• Document section:
▶

Hawk Jubilee display
The new digital Hawk provides a display fit for a Queen

After a stunning display over Windsor Castle the RAF display team took to the skies in the BAE Systems Hawk aircraft, performing an impressive EIIR formation marking the Queen’s Diamond Jubilee at the Royal International Air Tattoo.

The new digital Hawk known as the Hawk T2 aircraft made up the ‘E’ element of the display led by Wing Commander Kevin Marsh.  There are two distinct features of the new digital Hawk that helped deliver the historical Jubilee display.  

It’s quick off the mark
Imagine jumping out of a Volkswagen Golf from the 1970’s and jumping into the latest model.  You’re going to get a much quicker reaction when you put your foot on the accelerator.  Exactly the same in the new Hawk.  The engine is more responsive and that’s down to the digital controls that instantly push more fuel into the system to give instant power.  This is known as the Full Authority Digital Engine Control system (FADEC).

Complete awareness of the skies
The Hawk is equipped with sophisticated sensor simulation kit which provides the pilot with the same information as you would expect on a radar (but at a fraction of the cost.)
Three digital displays and a Heads Up Display (HUD) provide the pilot with all the information needed to complete a mission.  

For the Jubilee display, an instant view of the other 26 aircraft in the display meant complete and instant awareness of the skies.

◀

• Goal: How might the piece on the Hawk T2 and the Jubilee flypast carry on past its final sentence? Extend it with the next few paragraphs.

• Stored data:

▶

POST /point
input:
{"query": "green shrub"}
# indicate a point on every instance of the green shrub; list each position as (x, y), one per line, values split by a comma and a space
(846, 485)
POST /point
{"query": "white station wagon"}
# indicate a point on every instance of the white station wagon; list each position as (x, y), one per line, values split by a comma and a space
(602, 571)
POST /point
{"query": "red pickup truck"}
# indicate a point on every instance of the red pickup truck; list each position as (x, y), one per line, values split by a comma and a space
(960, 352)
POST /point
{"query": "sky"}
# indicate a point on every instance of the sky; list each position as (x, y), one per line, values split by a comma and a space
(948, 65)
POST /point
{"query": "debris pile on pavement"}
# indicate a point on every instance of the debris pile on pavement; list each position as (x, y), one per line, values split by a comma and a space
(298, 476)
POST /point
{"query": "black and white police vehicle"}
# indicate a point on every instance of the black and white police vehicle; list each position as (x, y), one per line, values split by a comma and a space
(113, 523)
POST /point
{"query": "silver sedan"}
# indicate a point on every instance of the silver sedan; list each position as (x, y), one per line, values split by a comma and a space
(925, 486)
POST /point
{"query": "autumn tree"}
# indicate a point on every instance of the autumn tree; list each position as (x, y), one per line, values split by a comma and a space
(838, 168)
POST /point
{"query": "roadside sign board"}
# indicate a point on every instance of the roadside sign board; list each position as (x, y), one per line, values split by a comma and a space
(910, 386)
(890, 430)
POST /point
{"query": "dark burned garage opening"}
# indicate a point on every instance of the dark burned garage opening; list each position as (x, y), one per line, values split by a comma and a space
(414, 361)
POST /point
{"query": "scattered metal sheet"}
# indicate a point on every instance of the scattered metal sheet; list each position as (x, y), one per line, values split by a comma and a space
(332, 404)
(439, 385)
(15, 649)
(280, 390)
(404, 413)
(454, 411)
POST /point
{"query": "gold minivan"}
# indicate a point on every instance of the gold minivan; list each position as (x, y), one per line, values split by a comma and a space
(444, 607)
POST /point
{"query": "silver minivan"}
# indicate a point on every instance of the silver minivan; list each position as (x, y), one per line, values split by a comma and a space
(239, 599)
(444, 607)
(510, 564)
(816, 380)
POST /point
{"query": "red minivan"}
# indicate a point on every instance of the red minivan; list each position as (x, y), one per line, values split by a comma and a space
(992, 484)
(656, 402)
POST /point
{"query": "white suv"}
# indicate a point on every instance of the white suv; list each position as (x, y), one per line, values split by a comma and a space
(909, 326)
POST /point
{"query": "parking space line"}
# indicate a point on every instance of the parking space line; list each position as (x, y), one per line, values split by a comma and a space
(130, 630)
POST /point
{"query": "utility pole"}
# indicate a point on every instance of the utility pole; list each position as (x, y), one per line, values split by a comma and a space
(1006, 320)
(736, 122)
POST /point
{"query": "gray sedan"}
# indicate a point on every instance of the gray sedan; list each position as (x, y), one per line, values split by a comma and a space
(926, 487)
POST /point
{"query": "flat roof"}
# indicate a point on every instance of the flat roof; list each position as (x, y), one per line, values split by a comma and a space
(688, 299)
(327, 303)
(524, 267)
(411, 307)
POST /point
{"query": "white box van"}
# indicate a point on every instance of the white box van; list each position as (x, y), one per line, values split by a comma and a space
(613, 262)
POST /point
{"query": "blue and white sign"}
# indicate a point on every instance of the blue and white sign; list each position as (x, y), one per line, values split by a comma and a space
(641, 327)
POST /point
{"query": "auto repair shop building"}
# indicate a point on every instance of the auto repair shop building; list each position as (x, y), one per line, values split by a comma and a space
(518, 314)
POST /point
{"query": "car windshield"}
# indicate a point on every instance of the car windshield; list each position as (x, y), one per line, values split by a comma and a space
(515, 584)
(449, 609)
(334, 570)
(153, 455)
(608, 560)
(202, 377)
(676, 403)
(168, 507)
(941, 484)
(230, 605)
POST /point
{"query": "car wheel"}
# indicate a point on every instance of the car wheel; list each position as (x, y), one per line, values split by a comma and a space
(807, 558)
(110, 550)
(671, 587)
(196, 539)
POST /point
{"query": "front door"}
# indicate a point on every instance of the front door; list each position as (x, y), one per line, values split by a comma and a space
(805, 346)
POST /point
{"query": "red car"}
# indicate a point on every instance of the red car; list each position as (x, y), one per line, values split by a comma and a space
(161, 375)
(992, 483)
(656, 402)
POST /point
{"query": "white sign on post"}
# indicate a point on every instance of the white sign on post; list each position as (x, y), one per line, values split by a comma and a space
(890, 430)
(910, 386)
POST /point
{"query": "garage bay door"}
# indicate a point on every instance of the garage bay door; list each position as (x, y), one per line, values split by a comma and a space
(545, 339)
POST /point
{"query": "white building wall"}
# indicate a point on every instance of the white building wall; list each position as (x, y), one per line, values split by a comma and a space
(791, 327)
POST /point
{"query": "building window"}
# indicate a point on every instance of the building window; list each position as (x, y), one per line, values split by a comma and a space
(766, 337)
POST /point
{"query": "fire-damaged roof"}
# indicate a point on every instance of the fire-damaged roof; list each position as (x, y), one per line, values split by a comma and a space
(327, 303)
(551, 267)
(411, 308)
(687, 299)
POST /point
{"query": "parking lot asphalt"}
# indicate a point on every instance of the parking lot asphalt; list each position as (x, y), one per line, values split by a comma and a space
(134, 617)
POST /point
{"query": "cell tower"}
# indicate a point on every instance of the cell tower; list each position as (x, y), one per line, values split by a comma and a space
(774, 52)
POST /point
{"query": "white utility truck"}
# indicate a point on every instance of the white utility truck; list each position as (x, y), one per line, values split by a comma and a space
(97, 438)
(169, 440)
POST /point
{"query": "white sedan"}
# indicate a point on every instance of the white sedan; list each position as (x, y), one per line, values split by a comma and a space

◀

• Task response:
Wing Commander Kev Marsh said “Flying the new Hawk aircraft for the display was fantastic.  Leading a formation is essentially about keeping a smooth and consistent position for the other aircraft to locate and reposition from.  Good communication is fundamental to formation flying.  When you’re flying within a few metres of another aircraft, the more information you have about the aircraft around you the better.  Hawk provides an unparalleled level of information which made this display much easier.”

A datalink connects all the aircraft in the display, passing critical information between each of the aircraft involved.  This is similar in principal to how a wireless network works in the home – connecting a variety of gadgets and PC’s together.  

The first cohort of RAF student pilots are currently undergoing fast jet training at RAF Valley using the new Hawk aircraft.